(begin)

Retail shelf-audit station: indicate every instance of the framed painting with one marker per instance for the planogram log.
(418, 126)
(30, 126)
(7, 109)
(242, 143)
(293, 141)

(end)

Please repeat every one of the records above exactly, changing nothing.

Retail shelf-audit station: indicate every instance of the framed painting with one marker per instance for the planogram log.
(418, 126)
(30, 126)
(7, 109)
(242, 143)
(293, 141)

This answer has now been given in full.